(SELECTED PASSAGE Opens)

Here are links to articles I found interesting and you might find interesting, too.
On the Phenomenon of Bullshit Jobs by David Graeber for Britain’s Strike! magazine.
Some 80 years ago the great economist John Maynard Keynes predicted that advances in technology would make it possible to do all the necessary work of society without people having to work long hours at low pay.
David Graeber said that this, in fact, has happened, but the necessary work of society is being crowded out by unnecessary work. He knows people who say frankly that their work serves no useful purpose, and they do it only to earn an income.
How do you distinguish between necessary and unnecessary work? Simply imagine what would happen if all the people doing a particular job went on strike? Society would be seriously inconvenienced if nobody taught school or staffed fast-food restaurants. But if all tele-marketers ceased work, most people would be glad.
Graeber wrote that it is the people who are doing the meaningful work—teachers, factory workers, health care workers—who are under attack in the current economic struggle, and that they are targets of resentment by people trapped in meaningless work. This is a good instrument of social control, he thinks.
An Open Letter to President Barack Obama by Ani McHugh, a high school English teacher in New Jersey.
Ani McHugh appealed to President Obama to abandon corporate school “reform” which, she says, prevents teachers from doing their jobs. She would be an example of people with meaningful and important jobs who are under attack.
How to Become a Part-Time Worker Without Really Trying by Barbara Garson for TomDispatch.
The trend to part-time work is not just a result of fewer factories and more fast-food restaurants. Barbara Garson described how companies are switching from full-time to part-time work, with the same work requiring the same skills and sometimes by the same people, but with less pay, fewer benefits and no job security.

(SELECTED PASSAGE Closes)
(INFORMATION PROVIDED Opens)

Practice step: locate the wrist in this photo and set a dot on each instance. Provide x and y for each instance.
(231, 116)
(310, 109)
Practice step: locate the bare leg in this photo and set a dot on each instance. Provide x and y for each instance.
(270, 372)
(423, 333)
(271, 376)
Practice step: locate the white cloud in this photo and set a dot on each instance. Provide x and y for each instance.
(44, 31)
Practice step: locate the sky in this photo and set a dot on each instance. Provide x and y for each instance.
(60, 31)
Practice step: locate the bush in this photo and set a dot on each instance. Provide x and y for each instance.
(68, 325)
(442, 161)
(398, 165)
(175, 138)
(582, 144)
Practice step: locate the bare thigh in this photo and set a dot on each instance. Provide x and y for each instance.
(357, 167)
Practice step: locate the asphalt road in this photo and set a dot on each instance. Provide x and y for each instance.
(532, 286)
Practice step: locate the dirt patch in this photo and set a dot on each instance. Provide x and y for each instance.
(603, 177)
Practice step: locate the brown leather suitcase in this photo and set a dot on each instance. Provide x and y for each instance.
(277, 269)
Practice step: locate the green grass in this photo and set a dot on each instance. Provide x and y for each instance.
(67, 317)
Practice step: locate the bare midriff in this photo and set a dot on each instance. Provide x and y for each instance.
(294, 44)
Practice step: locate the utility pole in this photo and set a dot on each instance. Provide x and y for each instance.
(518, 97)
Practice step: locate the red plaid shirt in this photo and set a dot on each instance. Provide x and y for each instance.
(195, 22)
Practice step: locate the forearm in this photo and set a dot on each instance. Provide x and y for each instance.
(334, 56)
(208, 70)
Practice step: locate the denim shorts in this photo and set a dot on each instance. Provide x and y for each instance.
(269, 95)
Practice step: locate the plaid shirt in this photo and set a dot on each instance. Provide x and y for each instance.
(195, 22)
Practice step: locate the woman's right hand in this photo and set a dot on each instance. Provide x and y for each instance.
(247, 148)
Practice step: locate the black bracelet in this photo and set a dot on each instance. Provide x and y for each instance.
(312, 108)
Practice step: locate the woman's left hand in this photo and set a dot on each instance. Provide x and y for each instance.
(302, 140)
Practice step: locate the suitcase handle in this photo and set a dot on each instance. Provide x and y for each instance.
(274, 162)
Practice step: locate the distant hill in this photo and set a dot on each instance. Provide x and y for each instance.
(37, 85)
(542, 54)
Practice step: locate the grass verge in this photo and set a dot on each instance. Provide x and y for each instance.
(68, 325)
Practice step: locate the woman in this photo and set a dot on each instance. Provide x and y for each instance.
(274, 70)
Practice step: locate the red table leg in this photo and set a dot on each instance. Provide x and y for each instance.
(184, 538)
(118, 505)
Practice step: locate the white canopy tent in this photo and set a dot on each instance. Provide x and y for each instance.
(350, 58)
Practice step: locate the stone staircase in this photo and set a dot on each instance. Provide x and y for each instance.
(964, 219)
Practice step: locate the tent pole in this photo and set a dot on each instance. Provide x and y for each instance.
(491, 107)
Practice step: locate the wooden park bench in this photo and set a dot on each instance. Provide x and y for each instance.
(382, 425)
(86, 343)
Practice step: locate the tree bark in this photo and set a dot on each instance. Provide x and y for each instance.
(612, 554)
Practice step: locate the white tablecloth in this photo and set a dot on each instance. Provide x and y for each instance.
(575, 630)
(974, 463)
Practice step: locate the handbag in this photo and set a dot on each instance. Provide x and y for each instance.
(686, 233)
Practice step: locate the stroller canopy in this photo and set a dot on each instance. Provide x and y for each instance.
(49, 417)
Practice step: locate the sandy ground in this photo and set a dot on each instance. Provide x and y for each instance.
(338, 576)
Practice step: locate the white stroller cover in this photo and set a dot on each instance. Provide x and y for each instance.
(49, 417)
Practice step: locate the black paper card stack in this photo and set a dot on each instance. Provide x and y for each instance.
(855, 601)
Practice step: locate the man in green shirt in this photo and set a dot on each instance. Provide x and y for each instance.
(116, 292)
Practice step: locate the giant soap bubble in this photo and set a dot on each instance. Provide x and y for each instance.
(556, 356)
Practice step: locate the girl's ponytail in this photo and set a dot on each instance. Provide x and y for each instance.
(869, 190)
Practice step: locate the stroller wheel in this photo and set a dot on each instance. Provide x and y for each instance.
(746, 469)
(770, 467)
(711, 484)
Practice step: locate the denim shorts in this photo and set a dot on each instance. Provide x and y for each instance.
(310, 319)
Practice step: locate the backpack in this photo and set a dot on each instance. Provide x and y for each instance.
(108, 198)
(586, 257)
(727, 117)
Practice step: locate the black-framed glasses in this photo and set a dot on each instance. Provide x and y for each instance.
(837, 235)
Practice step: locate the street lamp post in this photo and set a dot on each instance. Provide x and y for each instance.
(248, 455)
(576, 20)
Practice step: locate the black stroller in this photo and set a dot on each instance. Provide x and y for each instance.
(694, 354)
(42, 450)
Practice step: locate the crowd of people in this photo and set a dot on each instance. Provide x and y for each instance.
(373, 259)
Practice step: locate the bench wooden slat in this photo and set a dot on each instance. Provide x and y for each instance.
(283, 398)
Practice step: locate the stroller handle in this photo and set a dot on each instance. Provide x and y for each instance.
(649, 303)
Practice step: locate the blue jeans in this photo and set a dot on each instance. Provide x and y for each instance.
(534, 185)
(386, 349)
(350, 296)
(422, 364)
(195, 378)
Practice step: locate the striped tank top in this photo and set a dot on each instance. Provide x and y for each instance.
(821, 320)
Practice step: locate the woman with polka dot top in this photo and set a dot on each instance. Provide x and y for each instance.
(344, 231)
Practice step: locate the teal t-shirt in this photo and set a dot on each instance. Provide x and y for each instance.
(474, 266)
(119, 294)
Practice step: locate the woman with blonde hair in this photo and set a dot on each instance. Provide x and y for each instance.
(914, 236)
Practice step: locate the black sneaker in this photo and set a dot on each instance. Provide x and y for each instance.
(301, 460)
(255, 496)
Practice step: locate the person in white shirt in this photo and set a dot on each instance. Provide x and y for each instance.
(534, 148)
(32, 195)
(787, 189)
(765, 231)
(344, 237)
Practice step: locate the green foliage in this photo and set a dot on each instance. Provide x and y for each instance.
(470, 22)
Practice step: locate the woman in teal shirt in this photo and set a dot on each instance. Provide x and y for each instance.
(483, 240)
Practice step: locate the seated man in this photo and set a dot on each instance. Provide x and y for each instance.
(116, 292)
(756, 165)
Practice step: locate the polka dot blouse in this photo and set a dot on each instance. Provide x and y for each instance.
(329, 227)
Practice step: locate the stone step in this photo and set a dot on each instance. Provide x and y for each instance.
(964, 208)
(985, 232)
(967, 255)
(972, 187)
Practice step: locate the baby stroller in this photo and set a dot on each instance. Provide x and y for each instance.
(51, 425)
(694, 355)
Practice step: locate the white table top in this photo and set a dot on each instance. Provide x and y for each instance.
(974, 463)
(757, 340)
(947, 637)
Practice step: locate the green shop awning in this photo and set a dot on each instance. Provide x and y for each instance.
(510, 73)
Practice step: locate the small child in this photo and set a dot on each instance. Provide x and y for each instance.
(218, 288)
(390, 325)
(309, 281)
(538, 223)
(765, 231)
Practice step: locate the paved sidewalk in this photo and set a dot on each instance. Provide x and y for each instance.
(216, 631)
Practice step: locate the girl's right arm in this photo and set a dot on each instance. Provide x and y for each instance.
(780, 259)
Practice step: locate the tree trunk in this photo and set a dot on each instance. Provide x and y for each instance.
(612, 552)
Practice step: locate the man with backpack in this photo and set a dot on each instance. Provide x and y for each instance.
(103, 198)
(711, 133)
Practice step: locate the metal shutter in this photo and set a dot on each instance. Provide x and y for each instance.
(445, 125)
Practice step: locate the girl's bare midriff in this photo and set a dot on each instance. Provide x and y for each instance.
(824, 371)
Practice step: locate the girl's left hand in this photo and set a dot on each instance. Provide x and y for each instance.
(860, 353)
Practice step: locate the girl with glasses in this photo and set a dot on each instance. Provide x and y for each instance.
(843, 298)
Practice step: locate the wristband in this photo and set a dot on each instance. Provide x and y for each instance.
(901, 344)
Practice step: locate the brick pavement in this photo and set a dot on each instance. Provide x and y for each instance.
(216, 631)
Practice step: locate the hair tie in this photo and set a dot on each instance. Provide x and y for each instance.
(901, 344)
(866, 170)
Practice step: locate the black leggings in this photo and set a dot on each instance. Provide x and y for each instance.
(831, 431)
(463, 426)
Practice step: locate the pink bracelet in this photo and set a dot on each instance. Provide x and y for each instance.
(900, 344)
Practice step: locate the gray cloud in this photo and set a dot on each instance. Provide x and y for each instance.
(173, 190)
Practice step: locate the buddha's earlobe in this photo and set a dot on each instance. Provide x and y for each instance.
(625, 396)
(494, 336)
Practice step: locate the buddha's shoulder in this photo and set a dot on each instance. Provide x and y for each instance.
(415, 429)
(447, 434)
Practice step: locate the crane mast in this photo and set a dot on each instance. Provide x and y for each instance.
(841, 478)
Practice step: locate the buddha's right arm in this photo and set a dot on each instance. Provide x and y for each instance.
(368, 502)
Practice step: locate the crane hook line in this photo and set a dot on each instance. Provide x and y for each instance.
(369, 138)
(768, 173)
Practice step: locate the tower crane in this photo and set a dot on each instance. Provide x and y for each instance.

(INFORMATION PROVIDED Closes)

• **REQUIRED WORK**
1 > According to the list of recommended articles, what does Ani McHugh do for a living?
2 > Proceed with the list of recommended articles about work, starting right after its last sentence.

• **EXERCISE RESPONSES**
1 > She is a high school English teacher in New Jersey.

2 >
The Confidential Memo at the Heart of the World Financial Crisis by Greg Palast for Britain’s Vice magazine.
Investigative reporter Greg Palast uncovered documents which show how Larry Summers, when he was Deputy Secretary of the Treasury under President Clinton, plotted with the CEOs of Goldman Sachs, Merrill Lynch, Bank of America, Citibank and Chase Manhattan to open up the world banking system to risky speculation.
Summers, Robert Rubin and Timothy Geithner persuaded the Clinton administration to support repeal of the Glass-Steagall Act, which put a firewall between insured bank savings and financial speculation, and to prevent regulation of trading in derivatives, which are financial instruments not backed by any asset. But the risk was that depositors would flee to countries where the banking system was safer.
To prevent that, Palast said, Summers, Geithner and their banker friends successfully lobbied for a redrafting of the World Trade Organization’s Financial Services Agreement, which forced countries on peril of economic sanctions to open up their markets to risky speculation. Palast said the result was that they were all ruined by the financial crash, except for Brazil whose leader Inacio Lula da Silva refused to sign.
Montana’s State-Run Free Clinic Sees Early Success by Dan Boyce for National Public Radio.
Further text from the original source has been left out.